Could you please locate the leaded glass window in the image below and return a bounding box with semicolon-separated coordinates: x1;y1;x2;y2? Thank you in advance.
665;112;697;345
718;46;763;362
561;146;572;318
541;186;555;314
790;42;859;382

▶ **What is asked**:
Turn the data above into a Markdown table with the columns Row and Line, giving each non-blank line its own row number.

▶ **Answer to the task**:
| Row | Line |
|---|---|
| 1 | Could you please locate the leaded glass window in the image below and return a bounding box with semicolon-separated coordinates: x1;y1;x2;y2? Thank you in advance. |
| 2 | 665;112;697;345 |
| 3 | 718;46;763;362 |
| 4 | 561;146;572;318 |
| 5 | 541;186;555;314 |
| 6 | 790;42;859;382 |